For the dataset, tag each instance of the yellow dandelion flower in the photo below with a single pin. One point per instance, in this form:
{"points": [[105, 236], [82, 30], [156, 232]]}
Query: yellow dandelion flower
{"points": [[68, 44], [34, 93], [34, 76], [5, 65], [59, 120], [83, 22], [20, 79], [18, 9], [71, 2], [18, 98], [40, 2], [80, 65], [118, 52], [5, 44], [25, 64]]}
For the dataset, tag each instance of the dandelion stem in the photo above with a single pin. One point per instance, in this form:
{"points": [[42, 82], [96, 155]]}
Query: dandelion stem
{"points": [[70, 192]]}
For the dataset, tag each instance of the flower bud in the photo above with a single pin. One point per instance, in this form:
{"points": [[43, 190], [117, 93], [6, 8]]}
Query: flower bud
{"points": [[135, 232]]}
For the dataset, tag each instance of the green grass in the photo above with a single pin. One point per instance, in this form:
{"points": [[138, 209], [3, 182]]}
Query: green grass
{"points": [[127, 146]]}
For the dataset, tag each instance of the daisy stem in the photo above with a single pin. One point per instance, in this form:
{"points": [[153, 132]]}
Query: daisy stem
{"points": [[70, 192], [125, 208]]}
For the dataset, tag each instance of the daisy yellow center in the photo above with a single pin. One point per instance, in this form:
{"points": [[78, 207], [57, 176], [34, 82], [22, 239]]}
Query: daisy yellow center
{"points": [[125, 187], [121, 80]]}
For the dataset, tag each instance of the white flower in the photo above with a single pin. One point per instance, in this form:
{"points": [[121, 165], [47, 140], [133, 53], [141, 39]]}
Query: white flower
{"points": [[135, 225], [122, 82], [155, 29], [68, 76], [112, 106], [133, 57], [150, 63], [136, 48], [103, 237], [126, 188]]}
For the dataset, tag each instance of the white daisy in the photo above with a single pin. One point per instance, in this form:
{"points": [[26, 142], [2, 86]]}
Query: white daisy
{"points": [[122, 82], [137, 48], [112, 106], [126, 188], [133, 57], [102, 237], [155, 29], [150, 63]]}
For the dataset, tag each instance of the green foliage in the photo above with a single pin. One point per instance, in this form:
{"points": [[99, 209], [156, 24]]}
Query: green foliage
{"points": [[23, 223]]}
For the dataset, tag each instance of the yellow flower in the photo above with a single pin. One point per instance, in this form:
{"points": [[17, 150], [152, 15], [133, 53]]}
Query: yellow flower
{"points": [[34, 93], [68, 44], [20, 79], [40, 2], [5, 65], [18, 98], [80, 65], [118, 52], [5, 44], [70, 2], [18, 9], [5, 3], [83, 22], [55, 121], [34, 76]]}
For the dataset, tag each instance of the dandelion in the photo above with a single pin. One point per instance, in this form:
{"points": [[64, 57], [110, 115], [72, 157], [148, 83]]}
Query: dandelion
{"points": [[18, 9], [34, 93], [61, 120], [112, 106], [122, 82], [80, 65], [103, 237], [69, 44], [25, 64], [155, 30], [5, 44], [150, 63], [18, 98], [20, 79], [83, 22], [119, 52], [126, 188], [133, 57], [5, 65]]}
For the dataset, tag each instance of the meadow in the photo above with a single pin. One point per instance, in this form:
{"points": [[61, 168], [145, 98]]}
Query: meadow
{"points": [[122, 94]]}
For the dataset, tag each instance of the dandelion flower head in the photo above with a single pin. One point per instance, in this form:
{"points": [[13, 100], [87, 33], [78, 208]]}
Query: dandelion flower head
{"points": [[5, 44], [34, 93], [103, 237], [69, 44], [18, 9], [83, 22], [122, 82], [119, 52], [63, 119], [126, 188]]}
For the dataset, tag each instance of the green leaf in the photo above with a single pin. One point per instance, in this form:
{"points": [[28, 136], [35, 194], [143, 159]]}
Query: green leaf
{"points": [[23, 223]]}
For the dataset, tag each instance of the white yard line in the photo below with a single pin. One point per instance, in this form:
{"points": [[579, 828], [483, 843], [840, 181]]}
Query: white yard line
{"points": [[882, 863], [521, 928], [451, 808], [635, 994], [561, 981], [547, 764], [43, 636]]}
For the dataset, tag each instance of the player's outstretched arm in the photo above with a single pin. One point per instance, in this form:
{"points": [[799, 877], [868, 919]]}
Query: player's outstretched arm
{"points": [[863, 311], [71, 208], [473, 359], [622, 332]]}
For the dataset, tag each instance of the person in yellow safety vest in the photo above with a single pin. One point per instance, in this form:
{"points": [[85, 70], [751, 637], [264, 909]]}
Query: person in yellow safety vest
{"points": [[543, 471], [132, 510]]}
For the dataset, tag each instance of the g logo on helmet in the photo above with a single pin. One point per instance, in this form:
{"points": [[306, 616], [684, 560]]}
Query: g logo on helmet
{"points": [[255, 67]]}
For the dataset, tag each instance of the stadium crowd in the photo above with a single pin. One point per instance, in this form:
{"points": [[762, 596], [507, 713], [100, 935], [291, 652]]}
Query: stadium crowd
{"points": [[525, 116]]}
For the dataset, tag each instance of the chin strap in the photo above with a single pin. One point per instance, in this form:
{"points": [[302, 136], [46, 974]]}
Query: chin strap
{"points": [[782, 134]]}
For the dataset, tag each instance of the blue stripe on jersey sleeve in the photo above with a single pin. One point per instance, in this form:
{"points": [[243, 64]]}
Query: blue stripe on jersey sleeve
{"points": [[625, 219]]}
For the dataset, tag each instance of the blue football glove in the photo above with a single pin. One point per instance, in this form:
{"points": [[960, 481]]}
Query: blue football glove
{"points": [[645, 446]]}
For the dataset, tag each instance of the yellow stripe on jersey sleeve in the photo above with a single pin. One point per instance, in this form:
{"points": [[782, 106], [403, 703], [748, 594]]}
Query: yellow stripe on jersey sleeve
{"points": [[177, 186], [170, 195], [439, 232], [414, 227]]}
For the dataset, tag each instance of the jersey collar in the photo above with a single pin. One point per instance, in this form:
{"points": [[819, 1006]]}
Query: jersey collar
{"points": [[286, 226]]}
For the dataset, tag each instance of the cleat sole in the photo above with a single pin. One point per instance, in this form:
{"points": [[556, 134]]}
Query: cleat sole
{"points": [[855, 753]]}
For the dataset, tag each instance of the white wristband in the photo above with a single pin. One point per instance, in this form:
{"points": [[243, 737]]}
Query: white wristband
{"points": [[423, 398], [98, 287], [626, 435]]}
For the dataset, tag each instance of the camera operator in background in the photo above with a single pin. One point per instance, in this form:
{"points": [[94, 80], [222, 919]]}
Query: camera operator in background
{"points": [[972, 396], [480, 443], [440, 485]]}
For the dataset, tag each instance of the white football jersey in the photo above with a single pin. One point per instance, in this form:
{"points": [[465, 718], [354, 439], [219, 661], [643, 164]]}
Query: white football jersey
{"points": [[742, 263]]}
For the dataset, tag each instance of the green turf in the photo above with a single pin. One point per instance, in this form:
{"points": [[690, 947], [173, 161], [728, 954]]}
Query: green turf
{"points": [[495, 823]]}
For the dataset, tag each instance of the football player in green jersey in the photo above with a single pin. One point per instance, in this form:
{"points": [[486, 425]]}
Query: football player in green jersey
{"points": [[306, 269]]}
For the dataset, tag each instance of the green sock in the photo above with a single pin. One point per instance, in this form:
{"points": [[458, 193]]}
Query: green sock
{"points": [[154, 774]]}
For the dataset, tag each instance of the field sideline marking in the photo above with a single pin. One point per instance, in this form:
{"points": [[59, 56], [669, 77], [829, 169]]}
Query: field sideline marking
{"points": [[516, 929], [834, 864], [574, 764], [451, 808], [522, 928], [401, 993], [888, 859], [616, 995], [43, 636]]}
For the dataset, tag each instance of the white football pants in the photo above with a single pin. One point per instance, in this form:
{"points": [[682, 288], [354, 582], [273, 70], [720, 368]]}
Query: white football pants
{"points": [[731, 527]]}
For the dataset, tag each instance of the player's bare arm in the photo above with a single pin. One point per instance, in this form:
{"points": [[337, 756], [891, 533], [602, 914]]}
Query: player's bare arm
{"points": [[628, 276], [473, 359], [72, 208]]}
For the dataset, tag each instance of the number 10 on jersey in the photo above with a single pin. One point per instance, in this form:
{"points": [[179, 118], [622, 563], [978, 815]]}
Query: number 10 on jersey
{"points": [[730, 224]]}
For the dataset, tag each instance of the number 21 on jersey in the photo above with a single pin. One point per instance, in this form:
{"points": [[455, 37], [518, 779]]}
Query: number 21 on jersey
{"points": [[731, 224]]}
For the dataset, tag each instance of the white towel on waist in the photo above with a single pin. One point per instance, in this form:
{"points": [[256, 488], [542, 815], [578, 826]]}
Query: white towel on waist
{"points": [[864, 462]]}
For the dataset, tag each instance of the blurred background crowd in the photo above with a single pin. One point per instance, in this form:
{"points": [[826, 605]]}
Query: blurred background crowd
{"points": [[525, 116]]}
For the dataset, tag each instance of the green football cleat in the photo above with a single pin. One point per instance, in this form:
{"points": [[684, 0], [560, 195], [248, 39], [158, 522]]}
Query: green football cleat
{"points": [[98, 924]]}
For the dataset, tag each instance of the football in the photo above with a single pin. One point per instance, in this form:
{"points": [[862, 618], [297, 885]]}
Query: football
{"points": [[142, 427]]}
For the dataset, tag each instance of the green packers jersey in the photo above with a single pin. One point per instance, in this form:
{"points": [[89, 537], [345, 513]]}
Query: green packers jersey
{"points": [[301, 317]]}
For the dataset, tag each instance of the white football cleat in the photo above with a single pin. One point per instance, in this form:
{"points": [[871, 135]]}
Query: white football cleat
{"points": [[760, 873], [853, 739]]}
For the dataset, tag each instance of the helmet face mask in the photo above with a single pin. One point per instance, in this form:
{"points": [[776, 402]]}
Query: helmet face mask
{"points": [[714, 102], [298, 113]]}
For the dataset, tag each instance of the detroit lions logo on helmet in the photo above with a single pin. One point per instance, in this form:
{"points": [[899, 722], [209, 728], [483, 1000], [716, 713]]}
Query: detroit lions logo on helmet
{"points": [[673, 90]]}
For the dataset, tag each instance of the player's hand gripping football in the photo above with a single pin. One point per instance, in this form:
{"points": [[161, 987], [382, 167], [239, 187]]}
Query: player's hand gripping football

**Exercise directions**
Output everything from the line containing "For the dataset, tag each instance of the player's hand" down to the end of the records as a Markdown table. Use the columns Row and Line, number each row, and leave out blank lines.

**Result for this task**
| Row | Line |
|---|---|
| 1 | For the dataset, tag each instance of the player's hand gripping football in the photo above with a single pin. One point per instance, in this form: |
| 2 | {"points": [[161, 987], [382, 167], [239, 187]]} |
| 3 | Query: player's hand gripping football |